» Your task
Below the records, turn every line from the one containing "Can you find the off-road" through the final line, both included, into a Markdown table with columns Number and Entry. Leave out blank lines.

» Material supplied
————

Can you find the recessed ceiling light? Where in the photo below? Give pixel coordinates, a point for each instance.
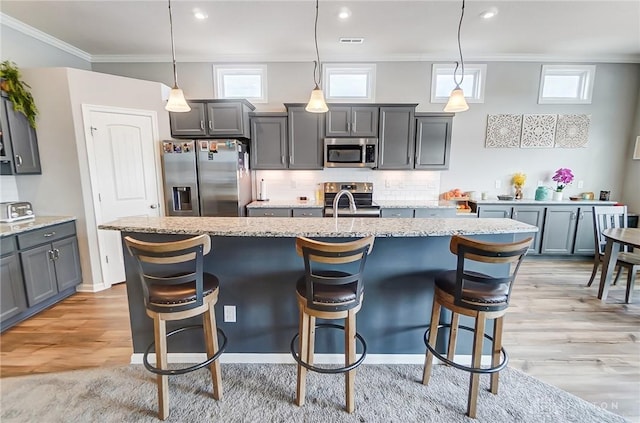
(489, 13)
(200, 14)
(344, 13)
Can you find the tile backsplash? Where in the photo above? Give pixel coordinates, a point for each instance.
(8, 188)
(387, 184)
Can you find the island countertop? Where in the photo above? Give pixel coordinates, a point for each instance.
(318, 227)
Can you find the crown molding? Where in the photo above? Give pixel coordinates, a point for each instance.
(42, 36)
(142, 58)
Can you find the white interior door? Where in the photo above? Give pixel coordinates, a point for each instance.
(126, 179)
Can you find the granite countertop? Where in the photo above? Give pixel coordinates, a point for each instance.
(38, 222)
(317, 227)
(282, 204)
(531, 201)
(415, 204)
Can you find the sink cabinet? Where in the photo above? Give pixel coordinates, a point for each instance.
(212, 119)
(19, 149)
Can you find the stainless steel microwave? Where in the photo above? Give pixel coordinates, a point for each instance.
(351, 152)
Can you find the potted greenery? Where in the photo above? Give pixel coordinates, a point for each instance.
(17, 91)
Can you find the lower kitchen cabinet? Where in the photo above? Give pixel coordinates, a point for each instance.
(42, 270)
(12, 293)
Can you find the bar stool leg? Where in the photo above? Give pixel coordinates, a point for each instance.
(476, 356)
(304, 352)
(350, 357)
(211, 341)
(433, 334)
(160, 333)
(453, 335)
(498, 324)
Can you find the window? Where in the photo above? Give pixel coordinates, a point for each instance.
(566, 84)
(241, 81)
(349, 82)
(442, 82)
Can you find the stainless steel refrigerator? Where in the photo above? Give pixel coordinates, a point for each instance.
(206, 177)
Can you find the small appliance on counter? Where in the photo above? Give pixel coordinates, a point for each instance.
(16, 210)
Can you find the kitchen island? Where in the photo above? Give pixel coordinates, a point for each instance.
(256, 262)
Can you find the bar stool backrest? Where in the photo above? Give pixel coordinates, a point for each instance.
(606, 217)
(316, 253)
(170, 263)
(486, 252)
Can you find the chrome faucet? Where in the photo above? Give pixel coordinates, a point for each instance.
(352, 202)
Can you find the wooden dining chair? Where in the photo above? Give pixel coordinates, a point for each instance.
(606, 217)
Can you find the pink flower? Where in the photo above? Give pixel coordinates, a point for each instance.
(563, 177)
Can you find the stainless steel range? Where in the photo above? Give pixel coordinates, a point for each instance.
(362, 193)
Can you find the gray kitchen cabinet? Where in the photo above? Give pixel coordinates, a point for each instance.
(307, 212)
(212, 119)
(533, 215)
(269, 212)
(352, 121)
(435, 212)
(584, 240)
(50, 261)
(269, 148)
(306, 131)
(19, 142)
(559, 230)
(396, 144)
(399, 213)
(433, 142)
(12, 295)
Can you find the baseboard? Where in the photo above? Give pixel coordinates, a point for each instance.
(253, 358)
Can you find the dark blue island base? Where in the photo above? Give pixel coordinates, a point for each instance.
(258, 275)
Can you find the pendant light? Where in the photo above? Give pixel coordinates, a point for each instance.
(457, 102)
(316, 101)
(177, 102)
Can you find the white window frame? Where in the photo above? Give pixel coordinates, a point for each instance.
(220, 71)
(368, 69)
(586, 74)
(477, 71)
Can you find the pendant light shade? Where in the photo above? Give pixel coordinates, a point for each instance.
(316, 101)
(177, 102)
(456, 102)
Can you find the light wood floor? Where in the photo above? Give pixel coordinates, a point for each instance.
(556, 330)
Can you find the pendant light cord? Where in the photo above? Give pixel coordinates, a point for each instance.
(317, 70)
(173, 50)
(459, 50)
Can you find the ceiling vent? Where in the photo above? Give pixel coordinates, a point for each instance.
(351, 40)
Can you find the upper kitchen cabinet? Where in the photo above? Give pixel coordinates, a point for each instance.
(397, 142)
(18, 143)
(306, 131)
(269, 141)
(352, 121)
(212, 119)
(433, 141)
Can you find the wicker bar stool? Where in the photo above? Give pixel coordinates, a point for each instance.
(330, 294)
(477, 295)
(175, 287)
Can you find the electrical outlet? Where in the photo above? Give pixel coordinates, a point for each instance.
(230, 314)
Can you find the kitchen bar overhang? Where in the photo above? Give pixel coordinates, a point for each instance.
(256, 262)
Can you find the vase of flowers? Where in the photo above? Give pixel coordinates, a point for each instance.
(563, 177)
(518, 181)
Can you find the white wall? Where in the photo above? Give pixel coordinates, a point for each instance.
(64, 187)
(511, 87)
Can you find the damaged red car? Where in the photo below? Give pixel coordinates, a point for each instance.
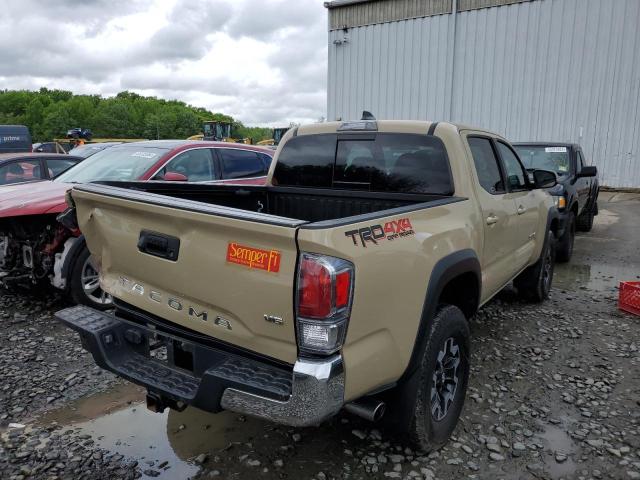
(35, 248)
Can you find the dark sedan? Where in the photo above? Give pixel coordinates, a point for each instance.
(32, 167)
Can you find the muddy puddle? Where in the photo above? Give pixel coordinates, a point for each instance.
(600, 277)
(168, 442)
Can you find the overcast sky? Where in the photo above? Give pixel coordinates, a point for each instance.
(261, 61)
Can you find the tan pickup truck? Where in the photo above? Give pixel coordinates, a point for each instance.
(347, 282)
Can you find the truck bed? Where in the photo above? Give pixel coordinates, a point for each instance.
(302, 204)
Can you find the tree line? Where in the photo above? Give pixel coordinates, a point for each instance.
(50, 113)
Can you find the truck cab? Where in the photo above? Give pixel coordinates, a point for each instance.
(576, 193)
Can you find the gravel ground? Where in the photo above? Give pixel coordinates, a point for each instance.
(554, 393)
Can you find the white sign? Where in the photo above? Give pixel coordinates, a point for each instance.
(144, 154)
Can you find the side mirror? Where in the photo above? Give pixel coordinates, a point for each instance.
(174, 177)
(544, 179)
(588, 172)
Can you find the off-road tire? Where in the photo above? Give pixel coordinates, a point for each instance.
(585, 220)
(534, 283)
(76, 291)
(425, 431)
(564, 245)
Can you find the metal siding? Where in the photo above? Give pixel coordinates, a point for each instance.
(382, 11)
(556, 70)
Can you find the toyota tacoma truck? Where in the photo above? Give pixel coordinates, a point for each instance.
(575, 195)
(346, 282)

————

» Complete response
| Number | Entry |
|---|---|
| 1 | Can you find the off-road tire? Where in the photo above? Give pixel coordinates, a point for each instance. |
| 2 | (585, 220) |
| 3 | (534, 283) |
| 4 | (76, 291) |
| 5 | (425, 431) |
| 6 | (564, 245) |
| 7 | Can you find the metal siding? Where in the photo above? Give pixel coordinates, a point for each instance. |
| 8 | (382, 11) |
| 9 | (556, 70) |
| 10 | Can you find the toyota tacoma truck? Where in the photo above? Give pixel coordinates, a point for each instance. |
| 11 | (575, 195) |
| 12 | (346, 282) |